**Records from a pointing dataset**
+--
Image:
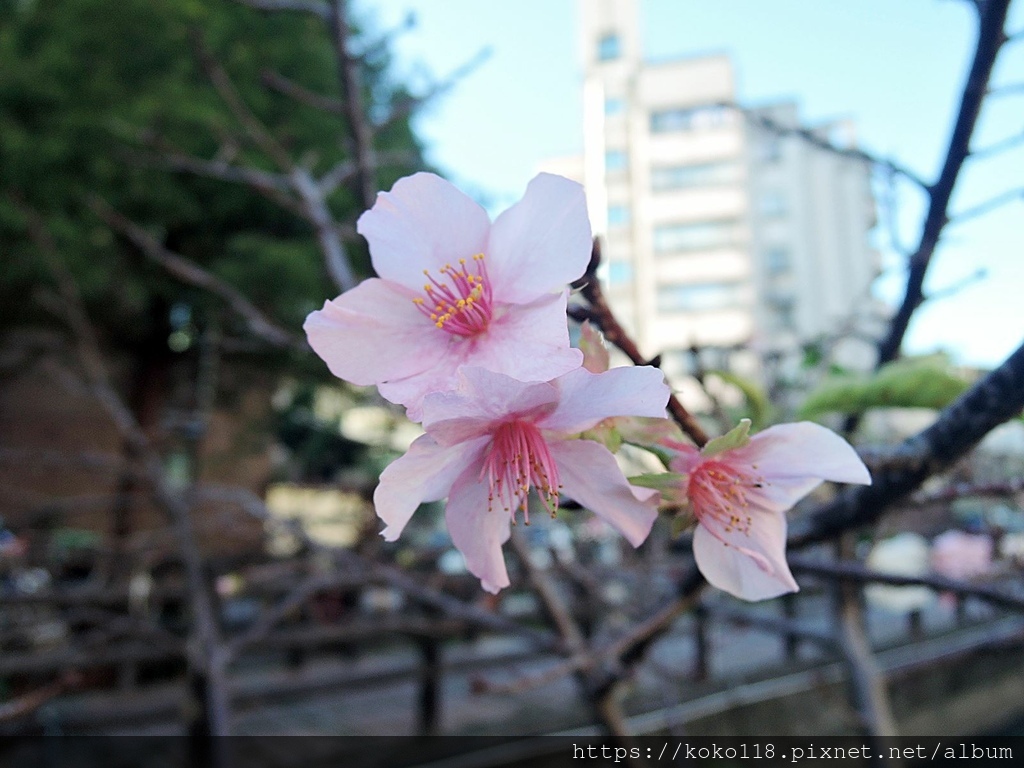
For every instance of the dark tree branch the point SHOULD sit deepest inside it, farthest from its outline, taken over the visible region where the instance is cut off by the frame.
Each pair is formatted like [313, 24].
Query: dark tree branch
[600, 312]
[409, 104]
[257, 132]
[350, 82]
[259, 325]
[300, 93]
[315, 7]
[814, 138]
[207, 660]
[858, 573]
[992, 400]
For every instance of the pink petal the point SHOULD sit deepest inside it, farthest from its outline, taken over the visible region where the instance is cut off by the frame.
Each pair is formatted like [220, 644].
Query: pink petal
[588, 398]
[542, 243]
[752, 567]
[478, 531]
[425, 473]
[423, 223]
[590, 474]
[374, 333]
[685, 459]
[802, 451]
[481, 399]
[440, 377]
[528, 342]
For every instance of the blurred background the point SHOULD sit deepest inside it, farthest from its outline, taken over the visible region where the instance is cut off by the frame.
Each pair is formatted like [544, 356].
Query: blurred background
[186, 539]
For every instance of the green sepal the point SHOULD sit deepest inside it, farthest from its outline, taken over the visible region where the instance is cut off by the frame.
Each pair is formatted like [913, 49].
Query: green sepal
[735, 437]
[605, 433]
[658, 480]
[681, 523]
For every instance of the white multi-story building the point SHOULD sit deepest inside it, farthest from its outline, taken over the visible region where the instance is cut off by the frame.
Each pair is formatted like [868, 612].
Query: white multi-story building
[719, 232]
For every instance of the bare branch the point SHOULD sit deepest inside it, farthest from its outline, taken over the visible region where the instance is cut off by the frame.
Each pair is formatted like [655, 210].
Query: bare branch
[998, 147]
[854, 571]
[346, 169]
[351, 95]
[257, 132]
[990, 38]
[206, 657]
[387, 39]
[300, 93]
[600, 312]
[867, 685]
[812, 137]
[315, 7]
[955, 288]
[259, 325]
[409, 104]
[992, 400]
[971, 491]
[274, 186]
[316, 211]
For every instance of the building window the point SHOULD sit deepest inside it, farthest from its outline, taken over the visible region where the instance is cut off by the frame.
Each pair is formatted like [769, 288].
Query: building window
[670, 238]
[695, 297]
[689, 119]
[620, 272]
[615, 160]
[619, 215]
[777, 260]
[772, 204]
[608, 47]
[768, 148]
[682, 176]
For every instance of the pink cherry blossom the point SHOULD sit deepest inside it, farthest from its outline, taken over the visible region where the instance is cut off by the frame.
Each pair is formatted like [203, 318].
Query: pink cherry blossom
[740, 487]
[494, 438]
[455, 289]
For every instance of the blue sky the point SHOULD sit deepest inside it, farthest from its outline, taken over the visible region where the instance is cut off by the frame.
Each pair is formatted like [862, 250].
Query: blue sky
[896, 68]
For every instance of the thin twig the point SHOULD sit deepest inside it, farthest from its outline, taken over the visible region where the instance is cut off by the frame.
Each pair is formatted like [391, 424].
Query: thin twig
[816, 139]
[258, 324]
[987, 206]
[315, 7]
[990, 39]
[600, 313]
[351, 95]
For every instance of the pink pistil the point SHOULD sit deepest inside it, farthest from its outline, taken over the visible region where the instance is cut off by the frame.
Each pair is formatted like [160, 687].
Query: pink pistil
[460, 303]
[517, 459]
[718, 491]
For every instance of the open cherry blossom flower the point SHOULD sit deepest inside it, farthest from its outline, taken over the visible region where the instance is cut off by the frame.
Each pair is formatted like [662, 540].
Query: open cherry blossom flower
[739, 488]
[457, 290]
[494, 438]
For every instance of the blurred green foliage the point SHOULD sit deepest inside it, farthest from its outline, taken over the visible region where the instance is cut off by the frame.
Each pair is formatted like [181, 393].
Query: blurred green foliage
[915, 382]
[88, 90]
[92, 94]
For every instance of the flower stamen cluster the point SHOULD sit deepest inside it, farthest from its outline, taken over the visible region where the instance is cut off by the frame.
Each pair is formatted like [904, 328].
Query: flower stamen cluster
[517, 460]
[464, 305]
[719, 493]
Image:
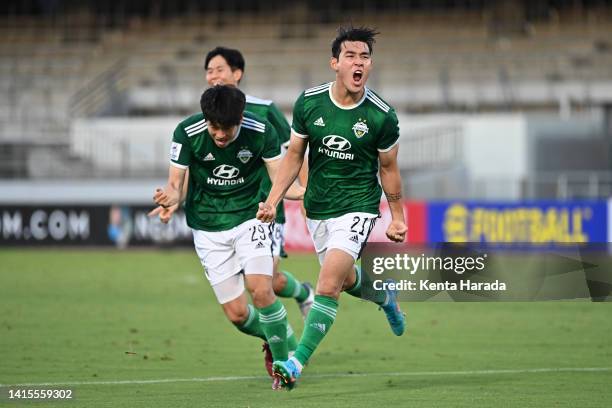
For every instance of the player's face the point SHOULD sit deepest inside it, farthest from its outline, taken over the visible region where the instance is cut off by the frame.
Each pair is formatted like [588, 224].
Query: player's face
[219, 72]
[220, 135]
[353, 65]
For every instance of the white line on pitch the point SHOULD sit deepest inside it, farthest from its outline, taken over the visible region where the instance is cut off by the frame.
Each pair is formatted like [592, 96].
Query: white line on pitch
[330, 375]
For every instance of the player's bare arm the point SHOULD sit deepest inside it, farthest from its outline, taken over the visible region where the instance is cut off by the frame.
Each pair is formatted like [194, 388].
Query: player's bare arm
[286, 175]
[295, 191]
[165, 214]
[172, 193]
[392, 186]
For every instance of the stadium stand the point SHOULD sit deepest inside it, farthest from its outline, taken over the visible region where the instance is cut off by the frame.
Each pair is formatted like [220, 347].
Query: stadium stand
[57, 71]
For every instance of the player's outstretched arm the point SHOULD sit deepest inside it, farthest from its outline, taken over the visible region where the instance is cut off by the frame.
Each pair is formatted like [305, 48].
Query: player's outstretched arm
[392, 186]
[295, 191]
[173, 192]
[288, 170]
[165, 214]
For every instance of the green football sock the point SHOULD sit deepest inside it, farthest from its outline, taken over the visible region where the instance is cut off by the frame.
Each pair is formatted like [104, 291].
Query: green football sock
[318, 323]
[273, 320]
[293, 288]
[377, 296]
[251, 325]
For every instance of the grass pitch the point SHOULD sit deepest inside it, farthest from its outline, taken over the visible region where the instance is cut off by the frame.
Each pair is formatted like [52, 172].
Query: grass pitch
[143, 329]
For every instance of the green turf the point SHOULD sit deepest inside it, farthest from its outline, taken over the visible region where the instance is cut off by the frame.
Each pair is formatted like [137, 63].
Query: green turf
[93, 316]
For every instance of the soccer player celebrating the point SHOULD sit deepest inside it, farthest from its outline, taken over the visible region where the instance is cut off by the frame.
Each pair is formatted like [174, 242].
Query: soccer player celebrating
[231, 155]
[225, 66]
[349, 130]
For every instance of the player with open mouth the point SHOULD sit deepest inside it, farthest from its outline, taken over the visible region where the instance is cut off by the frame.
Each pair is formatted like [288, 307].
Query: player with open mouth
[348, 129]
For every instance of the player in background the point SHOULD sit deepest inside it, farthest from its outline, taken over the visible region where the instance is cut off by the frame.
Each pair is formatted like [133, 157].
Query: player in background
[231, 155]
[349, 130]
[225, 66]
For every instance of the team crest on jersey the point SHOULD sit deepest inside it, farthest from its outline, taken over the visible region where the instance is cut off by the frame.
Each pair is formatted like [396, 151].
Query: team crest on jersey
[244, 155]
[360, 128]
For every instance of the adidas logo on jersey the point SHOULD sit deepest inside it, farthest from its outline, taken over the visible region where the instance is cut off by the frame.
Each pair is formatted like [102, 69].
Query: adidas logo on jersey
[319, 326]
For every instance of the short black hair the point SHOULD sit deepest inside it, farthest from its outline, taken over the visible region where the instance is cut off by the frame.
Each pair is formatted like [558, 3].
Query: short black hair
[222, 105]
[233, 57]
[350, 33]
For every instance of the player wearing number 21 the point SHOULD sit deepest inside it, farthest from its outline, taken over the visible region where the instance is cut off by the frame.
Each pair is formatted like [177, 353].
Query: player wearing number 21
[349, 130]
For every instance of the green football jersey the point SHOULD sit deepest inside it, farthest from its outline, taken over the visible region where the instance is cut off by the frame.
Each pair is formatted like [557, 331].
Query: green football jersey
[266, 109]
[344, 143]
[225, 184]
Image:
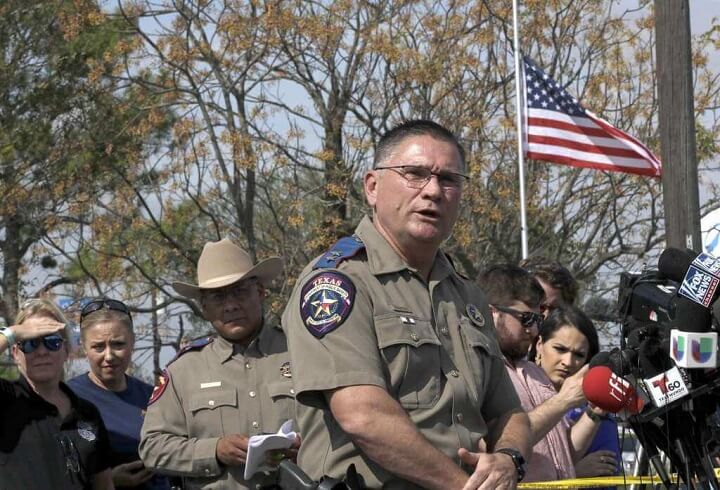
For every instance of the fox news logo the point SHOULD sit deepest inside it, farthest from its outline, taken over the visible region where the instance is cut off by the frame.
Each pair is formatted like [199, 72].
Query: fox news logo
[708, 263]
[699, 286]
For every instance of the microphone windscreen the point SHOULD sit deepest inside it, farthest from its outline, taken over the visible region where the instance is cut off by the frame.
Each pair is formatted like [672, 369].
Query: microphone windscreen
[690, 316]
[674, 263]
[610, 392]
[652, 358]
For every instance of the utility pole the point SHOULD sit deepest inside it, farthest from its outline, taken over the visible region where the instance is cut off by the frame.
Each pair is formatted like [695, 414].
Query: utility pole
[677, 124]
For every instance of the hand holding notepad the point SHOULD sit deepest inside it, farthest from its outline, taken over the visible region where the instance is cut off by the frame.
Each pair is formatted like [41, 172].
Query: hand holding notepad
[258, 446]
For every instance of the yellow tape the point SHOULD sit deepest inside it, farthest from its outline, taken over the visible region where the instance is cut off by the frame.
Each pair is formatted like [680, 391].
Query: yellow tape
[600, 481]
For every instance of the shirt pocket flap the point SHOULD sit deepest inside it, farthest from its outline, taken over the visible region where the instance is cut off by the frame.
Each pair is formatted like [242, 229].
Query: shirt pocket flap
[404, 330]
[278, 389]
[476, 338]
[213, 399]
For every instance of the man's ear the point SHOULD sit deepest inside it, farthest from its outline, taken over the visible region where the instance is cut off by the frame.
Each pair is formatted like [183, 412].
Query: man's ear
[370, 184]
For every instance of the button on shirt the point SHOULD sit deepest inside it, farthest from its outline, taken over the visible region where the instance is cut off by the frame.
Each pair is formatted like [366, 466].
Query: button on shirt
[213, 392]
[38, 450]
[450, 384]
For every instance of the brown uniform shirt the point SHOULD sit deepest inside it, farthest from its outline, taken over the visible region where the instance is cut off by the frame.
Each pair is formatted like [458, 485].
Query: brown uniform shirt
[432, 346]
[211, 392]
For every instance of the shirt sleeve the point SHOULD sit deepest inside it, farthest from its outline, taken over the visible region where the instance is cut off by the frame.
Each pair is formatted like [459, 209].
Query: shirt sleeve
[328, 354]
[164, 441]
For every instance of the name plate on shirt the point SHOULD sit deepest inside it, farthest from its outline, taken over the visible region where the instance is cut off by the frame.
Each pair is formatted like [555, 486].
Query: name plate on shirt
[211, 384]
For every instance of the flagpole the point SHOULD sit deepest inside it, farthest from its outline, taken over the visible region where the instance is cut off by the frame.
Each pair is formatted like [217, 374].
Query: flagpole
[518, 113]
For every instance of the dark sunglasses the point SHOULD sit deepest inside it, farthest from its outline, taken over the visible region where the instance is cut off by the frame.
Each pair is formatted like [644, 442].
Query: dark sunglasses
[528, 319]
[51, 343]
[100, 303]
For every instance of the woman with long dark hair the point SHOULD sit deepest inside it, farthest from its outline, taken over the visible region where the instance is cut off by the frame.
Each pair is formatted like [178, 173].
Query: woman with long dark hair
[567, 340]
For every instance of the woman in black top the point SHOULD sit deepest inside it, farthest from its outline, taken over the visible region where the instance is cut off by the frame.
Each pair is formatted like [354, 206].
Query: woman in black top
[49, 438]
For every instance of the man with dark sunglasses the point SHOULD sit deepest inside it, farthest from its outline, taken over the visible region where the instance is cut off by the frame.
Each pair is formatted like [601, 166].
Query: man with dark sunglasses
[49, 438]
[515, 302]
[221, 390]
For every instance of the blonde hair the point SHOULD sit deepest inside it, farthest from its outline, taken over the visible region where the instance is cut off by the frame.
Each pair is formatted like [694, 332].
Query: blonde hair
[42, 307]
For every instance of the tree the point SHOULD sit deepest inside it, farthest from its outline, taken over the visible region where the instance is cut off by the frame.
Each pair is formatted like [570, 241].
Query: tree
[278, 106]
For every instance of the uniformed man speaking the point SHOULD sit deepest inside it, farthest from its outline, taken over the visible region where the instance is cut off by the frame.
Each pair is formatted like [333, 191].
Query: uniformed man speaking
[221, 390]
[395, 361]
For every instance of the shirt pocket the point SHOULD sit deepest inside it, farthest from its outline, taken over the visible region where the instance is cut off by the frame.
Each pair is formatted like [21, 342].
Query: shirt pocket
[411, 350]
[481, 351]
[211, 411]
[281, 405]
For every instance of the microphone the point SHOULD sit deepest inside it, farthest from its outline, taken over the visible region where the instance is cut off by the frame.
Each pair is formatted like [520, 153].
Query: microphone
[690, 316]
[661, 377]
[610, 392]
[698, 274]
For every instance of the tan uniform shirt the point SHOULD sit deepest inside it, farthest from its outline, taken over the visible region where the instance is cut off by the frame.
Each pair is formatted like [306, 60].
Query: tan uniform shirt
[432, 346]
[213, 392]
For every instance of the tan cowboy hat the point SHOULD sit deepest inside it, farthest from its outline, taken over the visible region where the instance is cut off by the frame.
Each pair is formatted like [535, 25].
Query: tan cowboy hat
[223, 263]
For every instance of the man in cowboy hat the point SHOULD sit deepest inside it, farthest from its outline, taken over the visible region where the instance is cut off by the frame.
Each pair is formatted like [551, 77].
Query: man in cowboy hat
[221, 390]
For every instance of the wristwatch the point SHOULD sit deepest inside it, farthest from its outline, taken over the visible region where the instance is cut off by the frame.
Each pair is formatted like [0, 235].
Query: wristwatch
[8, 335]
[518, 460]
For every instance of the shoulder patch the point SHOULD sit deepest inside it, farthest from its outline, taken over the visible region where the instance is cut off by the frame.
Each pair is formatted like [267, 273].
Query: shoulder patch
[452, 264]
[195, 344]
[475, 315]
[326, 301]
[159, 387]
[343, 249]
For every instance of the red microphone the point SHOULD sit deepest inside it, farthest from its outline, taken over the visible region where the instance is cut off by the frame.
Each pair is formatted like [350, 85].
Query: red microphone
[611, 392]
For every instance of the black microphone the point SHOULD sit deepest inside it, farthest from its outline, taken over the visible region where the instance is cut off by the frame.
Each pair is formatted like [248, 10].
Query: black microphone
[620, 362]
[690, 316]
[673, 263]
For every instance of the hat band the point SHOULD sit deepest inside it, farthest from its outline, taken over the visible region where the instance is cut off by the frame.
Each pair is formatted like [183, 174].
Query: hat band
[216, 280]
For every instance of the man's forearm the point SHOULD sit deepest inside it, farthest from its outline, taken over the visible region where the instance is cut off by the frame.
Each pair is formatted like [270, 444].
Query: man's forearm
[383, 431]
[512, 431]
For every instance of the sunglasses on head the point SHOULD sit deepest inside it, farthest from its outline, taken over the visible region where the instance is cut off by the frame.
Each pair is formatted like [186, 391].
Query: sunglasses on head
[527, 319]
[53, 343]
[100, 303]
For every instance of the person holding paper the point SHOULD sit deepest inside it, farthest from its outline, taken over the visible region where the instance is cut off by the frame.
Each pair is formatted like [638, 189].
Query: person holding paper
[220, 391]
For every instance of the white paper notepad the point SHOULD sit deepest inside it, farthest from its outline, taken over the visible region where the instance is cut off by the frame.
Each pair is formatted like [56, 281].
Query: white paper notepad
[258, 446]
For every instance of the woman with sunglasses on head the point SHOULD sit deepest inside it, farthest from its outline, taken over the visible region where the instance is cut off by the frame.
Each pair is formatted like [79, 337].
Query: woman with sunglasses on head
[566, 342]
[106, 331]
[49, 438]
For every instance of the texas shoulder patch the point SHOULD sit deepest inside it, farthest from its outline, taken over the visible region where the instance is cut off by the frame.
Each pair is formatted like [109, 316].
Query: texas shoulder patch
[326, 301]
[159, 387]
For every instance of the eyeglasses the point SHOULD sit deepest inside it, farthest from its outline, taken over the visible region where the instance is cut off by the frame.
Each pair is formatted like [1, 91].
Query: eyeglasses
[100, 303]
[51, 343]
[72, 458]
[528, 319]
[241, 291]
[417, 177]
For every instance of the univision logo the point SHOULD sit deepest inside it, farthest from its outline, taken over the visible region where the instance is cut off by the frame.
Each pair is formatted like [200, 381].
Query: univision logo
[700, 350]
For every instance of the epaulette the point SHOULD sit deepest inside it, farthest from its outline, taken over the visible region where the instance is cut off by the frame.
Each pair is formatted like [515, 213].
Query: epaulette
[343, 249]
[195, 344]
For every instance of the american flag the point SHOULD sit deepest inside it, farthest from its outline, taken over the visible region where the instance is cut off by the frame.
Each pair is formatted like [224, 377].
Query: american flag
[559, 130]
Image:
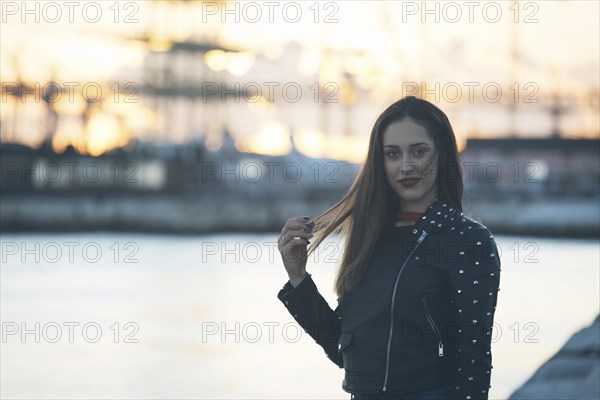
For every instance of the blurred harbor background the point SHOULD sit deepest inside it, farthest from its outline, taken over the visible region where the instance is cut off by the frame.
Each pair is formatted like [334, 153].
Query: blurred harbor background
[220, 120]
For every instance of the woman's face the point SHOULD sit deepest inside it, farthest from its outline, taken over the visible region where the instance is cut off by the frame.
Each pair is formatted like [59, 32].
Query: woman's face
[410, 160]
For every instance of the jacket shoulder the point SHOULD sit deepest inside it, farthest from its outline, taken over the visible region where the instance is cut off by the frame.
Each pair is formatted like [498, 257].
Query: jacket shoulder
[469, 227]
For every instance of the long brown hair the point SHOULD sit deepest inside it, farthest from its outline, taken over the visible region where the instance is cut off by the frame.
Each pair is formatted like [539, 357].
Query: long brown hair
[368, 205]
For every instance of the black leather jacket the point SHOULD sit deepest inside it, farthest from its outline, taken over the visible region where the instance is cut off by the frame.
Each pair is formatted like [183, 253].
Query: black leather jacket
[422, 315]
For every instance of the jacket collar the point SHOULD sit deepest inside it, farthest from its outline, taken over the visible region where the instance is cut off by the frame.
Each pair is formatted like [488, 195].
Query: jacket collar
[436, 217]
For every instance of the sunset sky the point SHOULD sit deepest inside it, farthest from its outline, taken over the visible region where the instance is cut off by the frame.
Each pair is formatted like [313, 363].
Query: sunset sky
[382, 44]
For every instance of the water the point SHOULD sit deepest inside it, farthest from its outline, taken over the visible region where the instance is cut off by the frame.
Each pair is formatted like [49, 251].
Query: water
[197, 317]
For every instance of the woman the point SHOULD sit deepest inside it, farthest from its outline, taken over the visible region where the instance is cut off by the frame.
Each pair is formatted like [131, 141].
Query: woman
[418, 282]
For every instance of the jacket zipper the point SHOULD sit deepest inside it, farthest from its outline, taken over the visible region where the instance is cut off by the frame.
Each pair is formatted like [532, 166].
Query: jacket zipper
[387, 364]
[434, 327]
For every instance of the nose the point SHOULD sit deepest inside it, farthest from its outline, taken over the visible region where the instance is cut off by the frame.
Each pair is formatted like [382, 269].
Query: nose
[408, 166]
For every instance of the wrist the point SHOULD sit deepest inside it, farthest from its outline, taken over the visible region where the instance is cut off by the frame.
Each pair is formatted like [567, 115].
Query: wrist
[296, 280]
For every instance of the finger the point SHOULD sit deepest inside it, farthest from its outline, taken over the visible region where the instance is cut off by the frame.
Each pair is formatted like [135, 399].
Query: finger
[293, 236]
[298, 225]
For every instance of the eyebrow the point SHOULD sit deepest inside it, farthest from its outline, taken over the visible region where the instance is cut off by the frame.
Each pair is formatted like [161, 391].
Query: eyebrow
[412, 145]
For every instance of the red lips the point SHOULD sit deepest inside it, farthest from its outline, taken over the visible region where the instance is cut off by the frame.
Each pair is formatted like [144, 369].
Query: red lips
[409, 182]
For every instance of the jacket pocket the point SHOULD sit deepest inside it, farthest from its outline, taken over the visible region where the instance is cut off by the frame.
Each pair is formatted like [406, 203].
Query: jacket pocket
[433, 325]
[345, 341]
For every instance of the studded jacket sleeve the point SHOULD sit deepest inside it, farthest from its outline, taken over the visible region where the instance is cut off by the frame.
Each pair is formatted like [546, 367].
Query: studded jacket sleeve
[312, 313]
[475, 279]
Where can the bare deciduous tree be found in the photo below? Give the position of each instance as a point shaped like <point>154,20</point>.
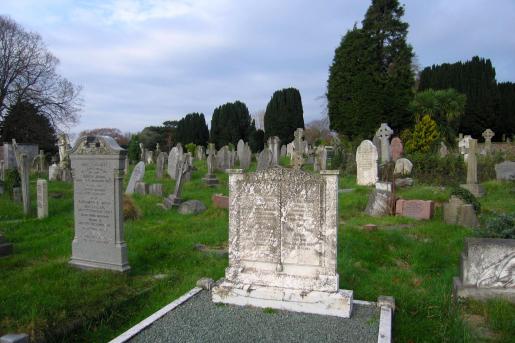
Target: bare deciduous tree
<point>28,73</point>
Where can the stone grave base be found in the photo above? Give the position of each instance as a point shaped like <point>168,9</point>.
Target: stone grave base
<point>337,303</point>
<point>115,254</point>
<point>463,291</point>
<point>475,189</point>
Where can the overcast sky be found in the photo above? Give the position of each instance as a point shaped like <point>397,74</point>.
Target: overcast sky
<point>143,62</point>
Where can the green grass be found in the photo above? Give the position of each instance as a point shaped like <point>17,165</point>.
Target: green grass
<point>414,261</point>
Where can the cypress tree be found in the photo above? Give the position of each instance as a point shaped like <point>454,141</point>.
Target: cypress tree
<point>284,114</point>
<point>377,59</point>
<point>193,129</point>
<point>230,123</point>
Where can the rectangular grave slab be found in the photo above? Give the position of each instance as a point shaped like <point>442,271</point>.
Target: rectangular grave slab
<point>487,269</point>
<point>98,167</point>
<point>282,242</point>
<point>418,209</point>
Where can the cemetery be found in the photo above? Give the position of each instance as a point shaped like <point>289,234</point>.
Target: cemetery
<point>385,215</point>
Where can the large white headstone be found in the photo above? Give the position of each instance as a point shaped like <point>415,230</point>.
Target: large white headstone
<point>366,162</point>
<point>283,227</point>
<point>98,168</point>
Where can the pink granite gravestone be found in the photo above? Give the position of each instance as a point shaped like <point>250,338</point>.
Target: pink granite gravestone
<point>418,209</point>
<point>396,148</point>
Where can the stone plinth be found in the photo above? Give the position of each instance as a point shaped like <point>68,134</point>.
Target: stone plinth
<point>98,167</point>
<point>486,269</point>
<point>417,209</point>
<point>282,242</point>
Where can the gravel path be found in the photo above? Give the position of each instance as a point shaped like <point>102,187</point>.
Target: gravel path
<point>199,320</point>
+--
**AIM OF THE TASK**
Put everything from the line containing "Where can the stone plinth" down to the last of the lines above into a CSV with the columns text and answer. Give one row per text, placing the text and its answer each in a single quoted field, with line breaks replaced by spaces.

**RESPONSE TO THIS TASK**
text,answer
"Where can the stone plinth be found in the photo above? Give the position of each instance as a point shaped like <point>68,134</point>. Target: stone plinth","<point>98,167</point> <point>486,269</point> <point>417,209</point> <point>282,242</point>"
"Where can the gravel path be found in the photo above? Give the position of each instance as a point shaped like <point>102,187</point>. Target: gravel path","<point>199,320</point>"